▶ **What to produce**
Give the part of the material that opens with the line containing "of the horse's" and closes with the line containing "M 136 133 L", both included, as a JSON list of strings with one string per line and no blank lines. Leave out the pictures.

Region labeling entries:

══════

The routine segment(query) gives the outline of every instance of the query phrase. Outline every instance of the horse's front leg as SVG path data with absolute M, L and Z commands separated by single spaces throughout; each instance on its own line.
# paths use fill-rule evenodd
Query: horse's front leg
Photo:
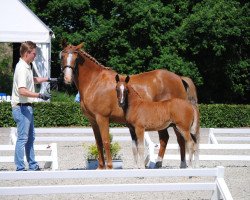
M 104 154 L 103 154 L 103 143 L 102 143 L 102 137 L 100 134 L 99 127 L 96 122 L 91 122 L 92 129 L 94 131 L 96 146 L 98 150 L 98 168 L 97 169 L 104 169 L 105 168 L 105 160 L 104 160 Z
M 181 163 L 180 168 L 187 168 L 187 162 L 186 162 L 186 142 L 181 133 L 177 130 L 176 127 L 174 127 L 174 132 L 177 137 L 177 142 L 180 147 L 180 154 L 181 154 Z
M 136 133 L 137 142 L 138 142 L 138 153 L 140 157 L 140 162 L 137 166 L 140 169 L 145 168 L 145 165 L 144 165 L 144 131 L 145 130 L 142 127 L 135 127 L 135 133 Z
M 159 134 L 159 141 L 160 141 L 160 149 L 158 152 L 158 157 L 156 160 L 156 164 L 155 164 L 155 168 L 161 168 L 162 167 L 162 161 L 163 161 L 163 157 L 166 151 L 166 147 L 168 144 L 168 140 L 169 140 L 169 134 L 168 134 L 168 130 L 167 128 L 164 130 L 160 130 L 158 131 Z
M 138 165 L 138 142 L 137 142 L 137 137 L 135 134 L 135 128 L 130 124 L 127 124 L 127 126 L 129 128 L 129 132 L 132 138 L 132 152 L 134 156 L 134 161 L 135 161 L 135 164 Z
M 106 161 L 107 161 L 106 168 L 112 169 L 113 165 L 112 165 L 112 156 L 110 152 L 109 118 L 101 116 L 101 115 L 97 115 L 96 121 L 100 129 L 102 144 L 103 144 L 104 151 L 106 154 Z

══════

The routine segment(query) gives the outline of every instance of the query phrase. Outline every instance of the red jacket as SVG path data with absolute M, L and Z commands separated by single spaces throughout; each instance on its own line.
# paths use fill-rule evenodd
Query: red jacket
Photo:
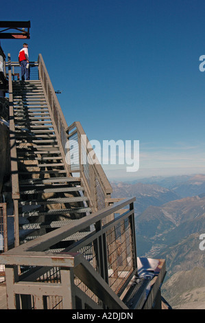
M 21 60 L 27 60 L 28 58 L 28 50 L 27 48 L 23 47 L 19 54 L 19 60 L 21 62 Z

══════

▶ **Answer to this task**
[
  "The routine segment(query) gives the outline of every instance of the query phrase. Outline every instance of the horse's front leg as SVG path data with absolute M, L and Z commands separated by single spaces throughout; each instance on its own line.",
  "# paths use fill-rule evenodd",
  "Query: horse's front leg",
  "Photo:",
  "M 104 154 L 103 154 L 103 143 L 102 143 L 102 137 L 100 134 L 99 127 L 96 122 L 91 122 L 92 129 L 94 131 L 96 146 L 98 150 L 98 168 L 97 169 L 104 169 L 105 168 L 105 160 L 104 160 Z",
  "M 181 163 L 180 168 L 187 168 L 187 162 L 186 162 L 186 142 L 181 133 L 177 130 L 176 127 L 174 127 L 174 132 L 177 137 L 177 142 L 180 147 L 180 154 L 181 154 Z",
  "M 136 133 L 137 142 L 138 142 L 138 153 L 140 157 L 140 162 L 137 166 L 140 169 L 145 168 L 145 165 L 144 165 L 144 131 L 145 130 L 142 127 L 135 127 L 135 133 Z"
]